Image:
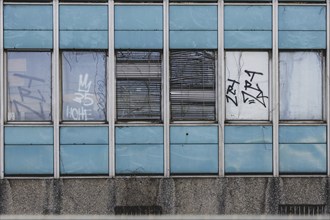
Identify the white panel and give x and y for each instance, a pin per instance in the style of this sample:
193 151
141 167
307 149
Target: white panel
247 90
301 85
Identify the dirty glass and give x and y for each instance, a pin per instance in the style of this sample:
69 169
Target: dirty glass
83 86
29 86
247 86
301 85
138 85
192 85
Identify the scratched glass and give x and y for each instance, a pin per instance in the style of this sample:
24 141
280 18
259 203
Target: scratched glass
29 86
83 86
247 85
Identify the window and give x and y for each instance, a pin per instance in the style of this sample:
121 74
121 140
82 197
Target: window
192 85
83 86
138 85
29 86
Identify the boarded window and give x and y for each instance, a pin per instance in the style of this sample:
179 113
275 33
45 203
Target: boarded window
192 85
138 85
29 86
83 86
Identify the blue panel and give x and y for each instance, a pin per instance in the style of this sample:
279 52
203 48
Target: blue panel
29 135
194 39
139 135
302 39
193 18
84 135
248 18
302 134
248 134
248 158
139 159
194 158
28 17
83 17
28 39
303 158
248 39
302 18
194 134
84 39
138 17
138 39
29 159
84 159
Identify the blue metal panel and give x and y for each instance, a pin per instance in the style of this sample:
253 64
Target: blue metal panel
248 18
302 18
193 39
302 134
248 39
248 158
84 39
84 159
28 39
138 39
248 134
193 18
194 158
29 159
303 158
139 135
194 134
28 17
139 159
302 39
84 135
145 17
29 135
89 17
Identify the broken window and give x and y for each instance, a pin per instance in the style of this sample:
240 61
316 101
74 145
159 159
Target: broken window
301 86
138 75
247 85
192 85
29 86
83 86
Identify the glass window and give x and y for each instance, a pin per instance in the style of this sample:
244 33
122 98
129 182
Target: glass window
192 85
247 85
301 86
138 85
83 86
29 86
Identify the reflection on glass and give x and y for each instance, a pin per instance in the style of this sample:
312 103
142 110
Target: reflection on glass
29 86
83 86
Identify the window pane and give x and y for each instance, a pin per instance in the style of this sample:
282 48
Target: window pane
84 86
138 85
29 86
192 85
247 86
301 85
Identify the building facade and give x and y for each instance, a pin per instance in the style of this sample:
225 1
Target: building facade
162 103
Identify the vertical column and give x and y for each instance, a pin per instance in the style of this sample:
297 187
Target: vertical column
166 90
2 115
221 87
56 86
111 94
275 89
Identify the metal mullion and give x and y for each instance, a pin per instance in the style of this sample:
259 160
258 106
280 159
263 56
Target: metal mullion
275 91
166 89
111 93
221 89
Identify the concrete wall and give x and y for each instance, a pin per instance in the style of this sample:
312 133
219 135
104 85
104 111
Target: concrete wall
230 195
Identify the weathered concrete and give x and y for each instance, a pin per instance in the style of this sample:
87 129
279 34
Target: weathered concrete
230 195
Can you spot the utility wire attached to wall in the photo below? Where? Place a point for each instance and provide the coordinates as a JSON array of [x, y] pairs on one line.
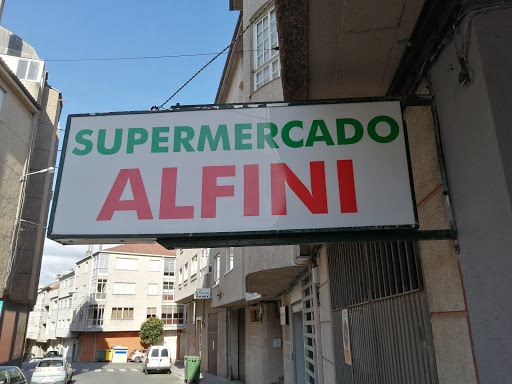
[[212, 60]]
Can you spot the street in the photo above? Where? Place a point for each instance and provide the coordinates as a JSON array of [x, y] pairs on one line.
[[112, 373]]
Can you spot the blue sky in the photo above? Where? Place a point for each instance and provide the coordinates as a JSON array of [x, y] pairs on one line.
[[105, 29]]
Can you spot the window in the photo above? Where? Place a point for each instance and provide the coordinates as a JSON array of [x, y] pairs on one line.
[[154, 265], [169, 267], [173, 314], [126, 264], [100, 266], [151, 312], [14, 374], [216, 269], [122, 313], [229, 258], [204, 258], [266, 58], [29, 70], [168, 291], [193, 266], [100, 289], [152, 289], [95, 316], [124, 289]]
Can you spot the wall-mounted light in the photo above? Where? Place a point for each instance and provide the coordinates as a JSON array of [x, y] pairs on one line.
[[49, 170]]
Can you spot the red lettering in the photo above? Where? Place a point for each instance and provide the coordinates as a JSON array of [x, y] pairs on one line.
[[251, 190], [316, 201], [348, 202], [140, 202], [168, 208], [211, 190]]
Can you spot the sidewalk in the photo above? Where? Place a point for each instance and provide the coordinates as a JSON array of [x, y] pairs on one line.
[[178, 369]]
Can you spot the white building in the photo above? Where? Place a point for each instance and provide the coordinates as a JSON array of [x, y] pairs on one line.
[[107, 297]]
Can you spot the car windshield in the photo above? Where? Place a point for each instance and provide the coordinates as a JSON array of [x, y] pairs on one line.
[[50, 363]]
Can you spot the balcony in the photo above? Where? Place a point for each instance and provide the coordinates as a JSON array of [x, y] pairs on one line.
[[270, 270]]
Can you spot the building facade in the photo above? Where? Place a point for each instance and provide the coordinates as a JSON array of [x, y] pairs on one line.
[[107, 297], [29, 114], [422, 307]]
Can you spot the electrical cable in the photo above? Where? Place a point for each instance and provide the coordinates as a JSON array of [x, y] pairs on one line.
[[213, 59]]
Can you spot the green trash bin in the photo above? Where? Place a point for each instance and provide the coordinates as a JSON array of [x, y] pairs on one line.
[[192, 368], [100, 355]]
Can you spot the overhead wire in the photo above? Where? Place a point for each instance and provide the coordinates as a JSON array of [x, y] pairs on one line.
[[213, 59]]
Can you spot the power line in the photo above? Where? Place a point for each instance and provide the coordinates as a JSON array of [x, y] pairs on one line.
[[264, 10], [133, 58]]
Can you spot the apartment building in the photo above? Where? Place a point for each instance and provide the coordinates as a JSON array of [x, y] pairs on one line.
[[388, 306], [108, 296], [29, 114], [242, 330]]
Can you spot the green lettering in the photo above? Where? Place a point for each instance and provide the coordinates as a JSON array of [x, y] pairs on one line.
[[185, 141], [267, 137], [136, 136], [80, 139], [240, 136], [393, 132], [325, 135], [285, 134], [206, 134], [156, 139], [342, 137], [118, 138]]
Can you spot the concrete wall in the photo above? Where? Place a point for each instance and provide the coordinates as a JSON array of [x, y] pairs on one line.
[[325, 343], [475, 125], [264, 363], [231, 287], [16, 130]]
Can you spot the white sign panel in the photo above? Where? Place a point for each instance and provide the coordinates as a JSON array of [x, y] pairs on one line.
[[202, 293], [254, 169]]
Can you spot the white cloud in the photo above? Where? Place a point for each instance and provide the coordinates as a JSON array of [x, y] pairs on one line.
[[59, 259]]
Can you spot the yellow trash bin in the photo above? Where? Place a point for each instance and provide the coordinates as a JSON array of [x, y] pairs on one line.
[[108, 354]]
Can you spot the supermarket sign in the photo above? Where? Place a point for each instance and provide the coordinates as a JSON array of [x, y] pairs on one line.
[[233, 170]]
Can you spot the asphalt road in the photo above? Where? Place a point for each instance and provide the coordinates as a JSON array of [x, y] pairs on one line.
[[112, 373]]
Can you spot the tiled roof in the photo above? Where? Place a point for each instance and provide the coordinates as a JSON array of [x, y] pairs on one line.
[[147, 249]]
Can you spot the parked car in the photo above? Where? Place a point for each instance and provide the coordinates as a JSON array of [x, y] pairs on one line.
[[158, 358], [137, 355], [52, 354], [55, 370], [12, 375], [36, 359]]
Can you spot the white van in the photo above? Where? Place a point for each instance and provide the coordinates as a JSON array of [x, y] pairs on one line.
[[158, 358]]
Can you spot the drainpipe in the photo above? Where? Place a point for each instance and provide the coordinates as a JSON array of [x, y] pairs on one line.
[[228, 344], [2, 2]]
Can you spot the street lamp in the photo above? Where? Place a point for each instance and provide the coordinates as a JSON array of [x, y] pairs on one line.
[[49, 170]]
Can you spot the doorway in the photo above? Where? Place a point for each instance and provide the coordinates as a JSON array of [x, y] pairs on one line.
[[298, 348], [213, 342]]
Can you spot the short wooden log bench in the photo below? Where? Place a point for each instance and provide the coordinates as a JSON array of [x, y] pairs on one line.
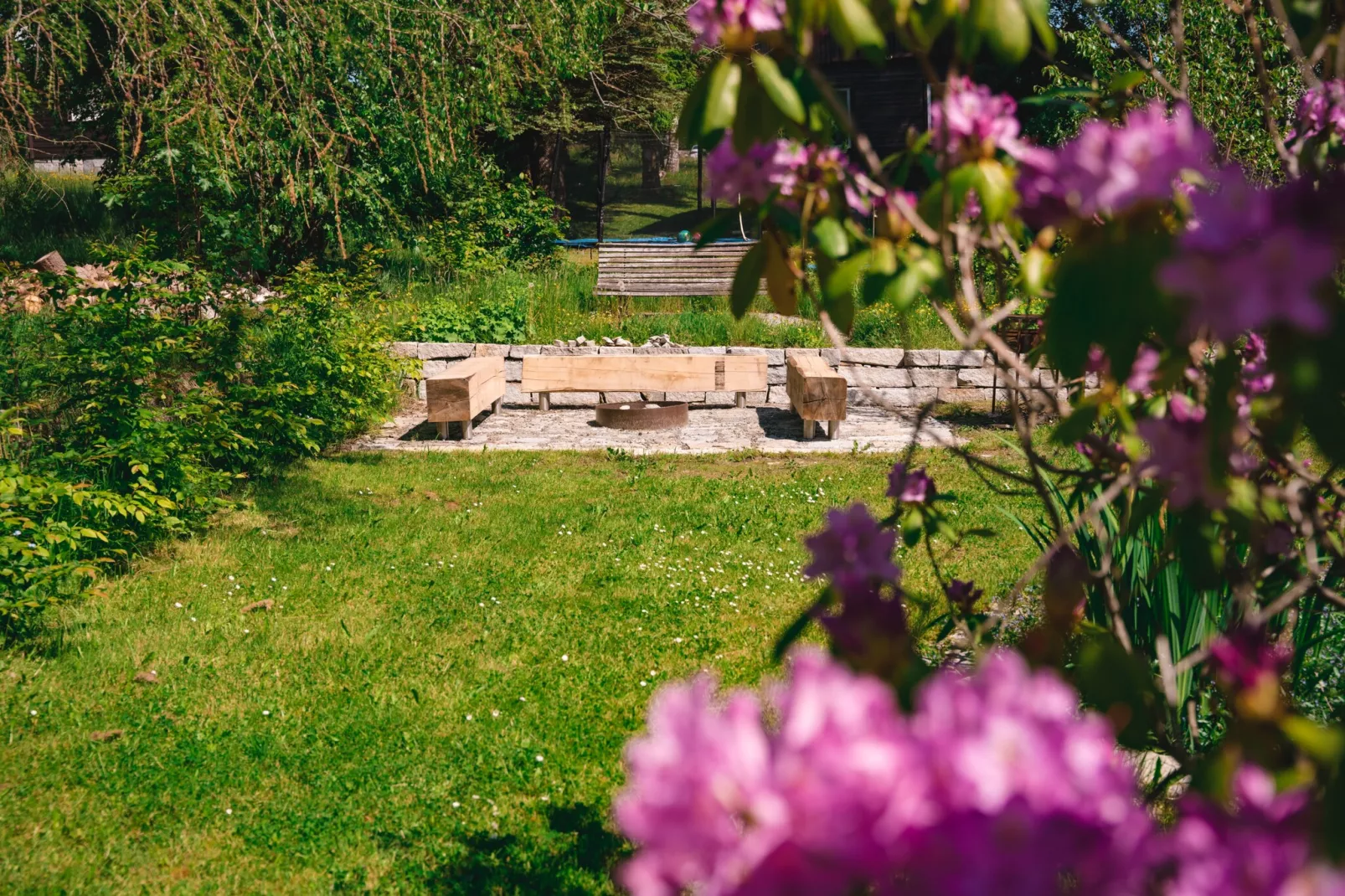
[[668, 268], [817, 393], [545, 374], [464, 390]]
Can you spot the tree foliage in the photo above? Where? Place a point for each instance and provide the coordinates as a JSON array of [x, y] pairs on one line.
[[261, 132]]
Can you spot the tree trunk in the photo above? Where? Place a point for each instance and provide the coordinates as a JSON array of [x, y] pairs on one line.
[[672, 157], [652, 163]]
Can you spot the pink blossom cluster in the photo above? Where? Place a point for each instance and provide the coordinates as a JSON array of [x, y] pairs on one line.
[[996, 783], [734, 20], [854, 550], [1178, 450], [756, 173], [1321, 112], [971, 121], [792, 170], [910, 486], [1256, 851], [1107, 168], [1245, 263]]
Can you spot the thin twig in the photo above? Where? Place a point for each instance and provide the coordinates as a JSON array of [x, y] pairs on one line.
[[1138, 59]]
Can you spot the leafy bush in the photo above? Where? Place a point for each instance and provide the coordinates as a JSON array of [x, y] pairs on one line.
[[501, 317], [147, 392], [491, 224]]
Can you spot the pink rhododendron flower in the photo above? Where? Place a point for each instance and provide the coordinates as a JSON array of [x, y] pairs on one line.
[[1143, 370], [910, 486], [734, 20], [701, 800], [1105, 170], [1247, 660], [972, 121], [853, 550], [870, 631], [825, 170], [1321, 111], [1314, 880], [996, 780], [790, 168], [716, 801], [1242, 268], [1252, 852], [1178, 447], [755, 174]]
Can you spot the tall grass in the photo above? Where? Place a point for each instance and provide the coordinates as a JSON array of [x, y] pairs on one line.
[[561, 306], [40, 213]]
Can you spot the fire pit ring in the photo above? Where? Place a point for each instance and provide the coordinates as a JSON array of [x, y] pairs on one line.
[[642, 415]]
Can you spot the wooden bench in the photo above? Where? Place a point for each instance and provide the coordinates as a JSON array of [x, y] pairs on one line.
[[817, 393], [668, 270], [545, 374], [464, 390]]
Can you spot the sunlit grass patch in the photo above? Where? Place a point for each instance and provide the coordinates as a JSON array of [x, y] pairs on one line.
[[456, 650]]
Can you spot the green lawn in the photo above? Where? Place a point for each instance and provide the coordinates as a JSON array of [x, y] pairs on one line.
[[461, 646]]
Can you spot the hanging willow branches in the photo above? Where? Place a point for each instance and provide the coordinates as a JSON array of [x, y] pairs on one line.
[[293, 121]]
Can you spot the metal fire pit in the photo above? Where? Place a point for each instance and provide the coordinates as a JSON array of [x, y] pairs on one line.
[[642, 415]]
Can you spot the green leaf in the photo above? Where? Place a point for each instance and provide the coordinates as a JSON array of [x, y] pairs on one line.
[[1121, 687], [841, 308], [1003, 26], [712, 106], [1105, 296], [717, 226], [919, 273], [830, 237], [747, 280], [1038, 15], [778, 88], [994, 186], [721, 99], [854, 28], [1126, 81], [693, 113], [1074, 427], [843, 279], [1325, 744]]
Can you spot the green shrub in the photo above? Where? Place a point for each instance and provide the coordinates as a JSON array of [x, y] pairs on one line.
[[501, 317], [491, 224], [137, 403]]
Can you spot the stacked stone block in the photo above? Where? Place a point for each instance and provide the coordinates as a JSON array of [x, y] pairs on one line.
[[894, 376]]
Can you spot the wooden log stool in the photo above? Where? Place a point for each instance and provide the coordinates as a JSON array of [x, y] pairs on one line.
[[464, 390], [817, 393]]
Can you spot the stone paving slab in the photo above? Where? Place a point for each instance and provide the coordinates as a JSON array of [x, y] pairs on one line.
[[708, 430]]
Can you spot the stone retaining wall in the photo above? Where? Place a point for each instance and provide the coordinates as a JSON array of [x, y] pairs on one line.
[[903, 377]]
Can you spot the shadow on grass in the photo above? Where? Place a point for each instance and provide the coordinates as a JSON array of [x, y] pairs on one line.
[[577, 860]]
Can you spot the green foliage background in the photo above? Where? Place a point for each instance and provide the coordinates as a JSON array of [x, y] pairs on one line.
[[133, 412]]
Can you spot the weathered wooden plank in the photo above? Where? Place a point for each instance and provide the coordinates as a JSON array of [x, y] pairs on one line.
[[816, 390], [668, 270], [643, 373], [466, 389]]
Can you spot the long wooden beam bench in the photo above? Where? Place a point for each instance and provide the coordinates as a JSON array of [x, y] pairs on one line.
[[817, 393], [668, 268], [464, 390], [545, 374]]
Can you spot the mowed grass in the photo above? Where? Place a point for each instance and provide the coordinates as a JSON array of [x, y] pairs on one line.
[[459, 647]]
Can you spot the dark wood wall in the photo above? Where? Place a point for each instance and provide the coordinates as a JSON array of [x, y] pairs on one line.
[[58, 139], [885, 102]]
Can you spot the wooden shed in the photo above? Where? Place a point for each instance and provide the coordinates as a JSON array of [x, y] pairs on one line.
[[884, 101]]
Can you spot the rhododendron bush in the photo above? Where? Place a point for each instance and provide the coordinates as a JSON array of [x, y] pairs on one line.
------------------------------------------------------------------------
### Task directions
Restate, line by line and word for word, everything from the top of the material through the line that contains "Identify the scratched". Leave pictures out.

### Output for this exercise
Image:
Identify the white panel and give x and y for each instance, a pin per instance in the style of this sample:
193 151
141 167
307 149
Target: white panel
247 90
301 85
Identify the dirty glass and give x and y for each instance, a pin per instance in the style of this sample:
69 169
Target: dirty glass
83 86
29 86
247 86
301 85
138 85
192 85
Identify the scratched glass and give x and y for each instance, a pin per instance in the style of this sample:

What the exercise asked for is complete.